### EXTRACTED INFORMATION ###

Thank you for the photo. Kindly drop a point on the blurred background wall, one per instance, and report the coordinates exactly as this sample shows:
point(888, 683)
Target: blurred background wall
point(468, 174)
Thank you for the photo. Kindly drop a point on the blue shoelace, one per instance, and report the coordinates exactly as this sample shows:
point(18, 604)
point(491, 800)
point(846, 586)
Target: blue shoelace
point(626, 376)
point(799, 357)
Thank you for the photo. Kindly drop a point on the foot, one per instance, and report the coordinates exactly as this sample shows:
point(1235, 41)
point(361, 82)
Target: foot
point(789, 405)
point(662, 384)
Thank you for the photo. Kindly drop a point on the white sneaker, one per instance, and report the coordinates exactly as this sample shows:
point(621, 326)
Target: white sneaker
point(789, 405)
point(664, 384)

###

» ASSIGNMENT: Transcribe the records above exactly, keeping every line.

» COMPLETED TASK:
Thank you for the photo. Kindly drop a point on the blurred background wall, one per instance, and report the coordinates exactly as this sample shows:
point(888, 683)
Target: blurred background wall
point(468, 174)
Thank you for the photo. Kindly drop a point on the blue shoelace, one per instance, and report the coordinates exactly as this sample shows:
point(18, 604)
point(491, 800)
point(846, 586)
Target: blue shoelace
point(626, 376)
point(799, 357)
Thank you for the photo. Kindly drop a point on the foot, one per instance, and report the coordinates exactly as this sample shows:
point(1235, 41)
point(361, 82)
Target: foot
point(789, 405)
point(662, 384)
Thank you for the photo. Kindly drop a point on the white sneaker, one per instance, and report the coordinates exactly as this sample shows:
point(621, 326)
Target: white sneaker
point(789, 405)
point(664, 384)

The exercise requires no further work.